What to produce: Would you restate all the data that follows, word for word?

Dataset excerpts:
^^^^^^^^
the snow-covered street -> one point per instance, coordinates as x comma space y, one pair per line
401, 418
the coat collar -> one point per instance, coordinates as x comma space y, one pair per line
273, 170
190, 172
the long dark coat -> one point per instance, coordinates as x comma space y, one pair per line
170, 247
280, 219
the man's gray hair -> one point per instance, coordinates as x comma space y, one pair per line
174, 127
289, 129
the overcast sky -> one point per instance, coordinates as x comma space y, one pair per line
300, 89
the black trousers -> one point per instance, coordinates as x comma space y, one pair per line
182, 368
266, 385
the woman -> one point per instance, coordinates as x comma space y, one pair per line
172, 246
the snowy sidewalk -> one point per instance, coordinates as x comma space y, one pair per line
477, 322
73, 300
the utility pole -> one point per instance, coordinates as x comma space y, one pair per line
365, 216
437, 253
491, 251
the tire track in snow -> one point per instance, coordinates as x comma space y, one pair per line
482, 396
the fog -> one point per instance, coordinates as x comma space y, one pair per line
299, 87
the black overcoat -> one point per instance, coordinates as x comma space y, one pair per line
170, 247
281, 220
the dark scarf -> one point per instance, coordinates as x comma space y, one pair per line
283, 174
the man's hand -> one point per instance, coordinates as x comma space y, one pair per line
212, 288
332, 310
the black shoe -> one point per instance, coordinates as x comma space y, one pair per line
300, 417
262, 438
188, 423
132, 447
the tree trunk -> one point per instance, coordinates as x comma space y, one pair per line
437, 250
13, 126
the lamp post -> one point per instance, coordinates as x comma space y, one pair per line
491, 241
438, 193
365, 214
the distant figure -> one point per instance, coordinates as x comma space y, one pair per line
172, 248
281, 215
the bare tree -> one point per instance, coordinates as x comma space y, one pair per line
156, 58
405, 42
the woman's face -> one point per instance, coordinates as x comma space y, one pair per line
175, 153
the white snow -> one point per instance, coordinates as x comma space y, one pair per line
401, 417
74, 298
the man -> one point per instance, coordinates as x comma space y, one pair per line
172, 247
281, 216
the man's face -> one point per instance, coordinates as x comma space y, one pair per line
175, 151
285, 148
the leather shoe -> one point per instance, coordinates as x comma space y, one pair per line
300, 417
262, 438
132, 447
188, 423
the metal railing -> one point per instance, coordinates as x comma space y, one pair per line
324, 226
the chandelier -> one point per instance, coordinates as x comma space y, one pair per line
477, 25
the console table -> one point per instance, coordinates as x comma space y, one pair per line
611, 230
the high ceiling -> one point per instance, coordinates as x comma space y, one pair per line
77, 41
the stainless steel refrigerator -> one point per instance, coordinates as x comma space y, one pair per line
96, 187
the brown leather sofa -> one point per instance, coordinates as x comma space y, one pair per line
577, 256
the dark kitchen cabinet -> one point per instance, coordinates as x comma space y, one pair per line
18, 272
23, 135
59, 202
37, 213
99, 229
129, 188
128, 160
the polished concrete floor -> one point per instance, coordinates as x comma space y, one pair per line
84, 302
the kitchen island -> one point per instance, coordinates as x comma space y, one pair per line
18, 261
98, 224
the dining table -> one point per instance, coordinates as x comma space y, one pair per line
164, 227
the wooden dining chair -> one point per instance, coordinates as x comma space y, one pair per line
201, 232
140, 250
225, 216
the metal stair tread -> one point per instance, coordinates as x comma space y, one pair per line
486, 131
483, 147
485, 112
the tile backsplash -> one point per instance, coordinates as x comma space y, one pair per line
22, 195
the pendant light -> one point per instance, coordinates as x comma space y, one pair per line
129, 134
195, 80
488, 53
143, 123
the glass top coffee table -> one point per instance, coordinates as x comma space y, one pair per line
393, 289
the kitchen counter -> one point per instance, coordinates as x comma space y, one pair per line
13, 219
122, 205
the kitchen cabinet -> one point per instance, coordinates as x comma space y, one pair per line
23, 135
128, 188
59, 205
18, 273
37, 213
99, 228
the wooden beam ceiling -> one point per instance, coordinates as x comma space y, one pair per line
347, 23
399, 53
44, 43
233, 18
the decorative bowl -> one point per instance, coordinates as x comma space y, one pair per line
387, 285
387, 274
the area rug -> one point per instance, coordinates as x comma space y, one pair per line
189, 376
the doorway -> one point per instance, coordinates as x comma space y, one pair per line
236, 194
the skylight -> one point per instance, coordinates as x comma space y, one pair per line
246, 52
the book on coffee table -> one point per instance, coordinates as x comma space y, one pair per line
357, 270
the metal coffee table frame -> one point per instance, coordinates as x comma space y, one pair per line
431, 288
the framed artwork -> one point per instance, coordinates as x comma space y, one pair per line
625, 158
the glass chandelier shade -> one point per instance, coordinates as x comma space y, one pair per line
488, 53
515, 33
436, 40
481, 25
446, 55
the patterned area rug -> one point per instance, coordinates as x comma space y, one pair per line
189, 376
^^^^^^^^
Response to this exercise:
the snow-covered street -> one point per instance, coordinates as x comma space y, one pair per line
401, 418
the coat collar -> one point per instance, coordinates as x comma space y, one pair per line
273, 170
190, 172
the long dark coat -> one point per instance, coordinates as x comma space y, one pair per line
170, 247
280, 219
the man's gray hair -> one point per instance, coordinates as x comma space y, one pair per line
174, 127
289, 129
the overcast sky -> one point per instance, coordinates as x comma space y, one pair per line
300, 89
the black trousers -> one point per instance, coordinates as x comma space y, one pair per line
182, 368
266, 385
the woman -> one point per instance, coordinates as x comma space y, one pair per line
172, 246
the snowy sidewalk -> one point per instance, coordinates as x comma space y, one pair per line
477, 322
73, 300
the utility pole -> one point per instance, coordinates as x comma space y, one pair per line
365, 216
437, 253
491, 251
the tire track in snow -> one point per instance, coordinates as x comma space y, one pair per line
482, 396
the fog -> one point per instance, coordinates as x comma space y, one pair per line
299, 87
the black overcoat -> one point per instance, coordinates as x comma space y, one pair per line
170, 247
281, 220
the dark scarf -> one point per instance, coordinates as x comma space y, one pair per line
283, 174
the man's hand -> one point per instance, coordinates as x comma space y, one pair per line
212, 288
332, 310
the black shoe -> one point per instance, coordinates as x comma space y, one pair per line
300, 417
262, 438
188, 423
132, 447
the tree trunk -> one point per instance, coordinates as x comma space y, one pair per line
437, 250
13, 126
the lamp post -> one point per instance, coordinates as x comma space y, one pair per line
491, 241
438, 193
365, 214
the distant figure -> one point per instance, coordinates as x comma space y, one pair per line
172, 248
281, 215
the bare tree -> one point per instance, coordinates as x comma space y, one pair per line
156, 58
405, 42
the woman's face -> one point per instance, coordinates as x comma space y, one pair per line
175, 153
the white snow -> one point per instance, coordinates as x comma space y, one pair per line
401, 417
74, 298
the man -> one point per instance, coordinates as x comma space y, one pair per line
172, 247
281, 216
the man's face -> one point per instance, coordinates as x comma space y, one pair per line
175, 151
285, 148
the leather shoe -> one point per instance, coordinates as x comma space y, one pair per line
300, 417
262, 438
132, 447
188, 423
the metal railing -> one point per instance, coordinates as x comma space y, one pair per line
324, 226
the chandelier -> one point per instance, coordinates as x comma space y, one pair per line
477, 25
the console table -> one point per instance, coordinates as x comma space y, one pair per line
611, 230
the high ceiling -> one point per instance, coordinates as x comma space y, one pair per line
77, 41
the stainless steel refrigerator -> one point per instance, coordinates as x comma space y, one pair per line
96, 187
the brown leather sofa -> one point per instance, coordinates as x comma space y, one pair per line
577, 256
the dark kitchen cabinet -> one point per instance, coordinates as x comma space y, one pair per line
18, 272
23, 135
59, 202
37, 213
99, 229
129, 188
128, 160
the polished concrete floor -> one point per instance, coordinates as x comma space y, one pair per line
84, 302
the kitchen island -> one point per instance, coordinates as x comma space y, one pair per line
18, 261
98, 224
the dining table -> one point per instance, coordinates as x comma space y, one pair per line
164, 227
the wooden dining chair -> one point per instance, coordinates as x comma space y, one pair per line
201, 232
140, 250
225, 216
the metal stair tread -> one point per instance, coordinates as x comma space y, one pair per line
486, 131
483, 147
485, 112
the tile backsplash -> one point per instance, coordinates as x comma space y, one pair per line
22, 195
the pendant light -> one point per instance, coordinates as x comma space y, one pair per line
129, 134
195, 80
488, 53
143, 123
the glass top coffee table -> one point per instance, coordinates as x comma space y, one pair per line
393, 289
the kitchen counter -> one point per instance, coordinates as x comma space y, one pair per line
13, 219
122, 205
the kitchen cabinet -> one point per instance, coordinates as x comma space y, one pair per line
23, 135
128, 188
59, 205
18, 273
37, 213
99, 228
the wooden beam ceiling -> one point per instance, coordinates as x comma space y, one pair per line
347, 23
399, 53
44, 43
233, 18
the decorative bowl -> one point per instance, coordinates as x comma space y, one pair per line
387, 285
387, 274
the area rug -> one point per instance, coordinates as x comma space y, one pair per line
189, 376
the doorway -> one point per instance, coordinates as x comma space y, one pair per line
236, 194
the skylight -> one point per instance, coordinates as x comma space y, one pair per line
246, 52
the book on coffee table -> one point per instance, coordinates as x comma space y, one pair per line
357, 270
the metal coffee table frame -> one point per instance, coordinates as x comma space y, one pair per line
431, 288
the framed artwork -> one point per instance, coordinates as x comma space y, one pair per line
625, 158
the glass chandelier shade -> one point per instance, coordinates as x comma space y, one pair per line
488, 53
515, 33
436, 40
481, 25
446, 55
the patterned area rug -> one point per instance, coordinates as x comma space y, one pair per line
189, 376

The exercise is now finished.